* Problem: What follows is a set of entries. Give them again exactly, without the pictures.
[Opening Extracted records section]
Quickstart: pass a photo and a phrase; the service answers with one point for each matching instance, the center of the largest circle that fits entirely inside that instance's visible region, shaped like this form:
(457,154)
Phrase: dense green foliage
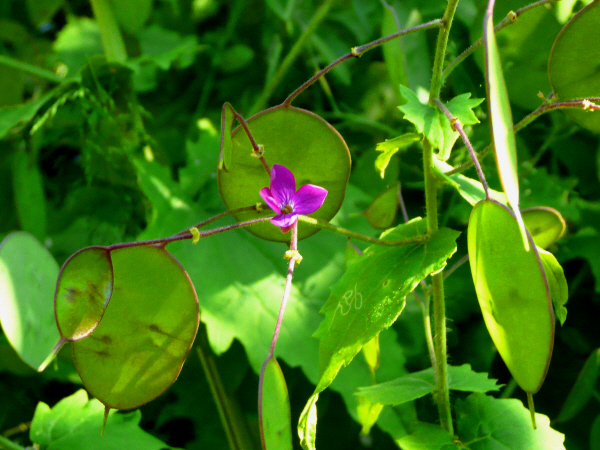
(110,119)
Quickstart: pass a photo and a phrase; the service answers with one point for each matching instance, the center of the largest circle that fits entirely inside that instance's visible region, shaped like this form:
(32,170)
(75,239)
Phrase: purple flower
(283,198)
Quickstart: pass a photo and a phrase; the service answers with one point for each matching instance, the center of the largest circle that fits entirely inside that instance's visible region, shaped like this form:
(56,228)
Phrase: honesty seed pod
(513,293)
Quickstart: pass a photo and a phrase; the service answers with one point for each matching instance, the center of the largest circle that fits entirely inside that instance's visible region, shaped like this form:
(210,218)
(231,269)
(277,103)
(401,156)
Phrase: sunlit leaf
(83,290)
(418,384)
(276,431)
(513,293)
(371,294)
(501,122)
(75,423)
(488,423)
(434,124)
(573,66)
(137,350)
(392,146)
(299,140)
(583,389)
(27,280)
[Closing Extracted records section]
* Result for this exercise:
Quickstart: pass a photo and a phrase; the service answers with one point for each matching instance, the center of the largest circle that fits entirely inside that instance's visible region, shaped like this form:
(457,154)
Phrase: dense green foliage
(110,119)
Quickstart: pass a photo and a phrase; the service answers with one point for each matching instance, the center of the largest circle that fits entirely inside that instance's visible region, shaped like this form:
(32,170)
(75,239)
Phrase: purple flower
(283,198)
Quickstart: pass a photo and a phrase; the service answers with one point for each matching instance, the center of the largest circle that fits entirely inside that instance's visible region, shaped like this form:
(56,228)
Phrase: honesty seed pod
(513,293)
Quickstart: pass a photo and a phrase; the service answers with one point for each matching instance, the center of the largest circle that fits entirely inside that instance's visible region, shaped like this form:
(210,218)
(231,269)
(277,103)
(401,156)
Phrase: sunlit leaf
(83,290)
(418,384)
(276,431)
(513,293)
(371,294)
(501,122)
(75,423)
(488,423)
(434,124)
(573,66)
(137,350)
(392,146)
(299,140)
(583,389)
(27,280)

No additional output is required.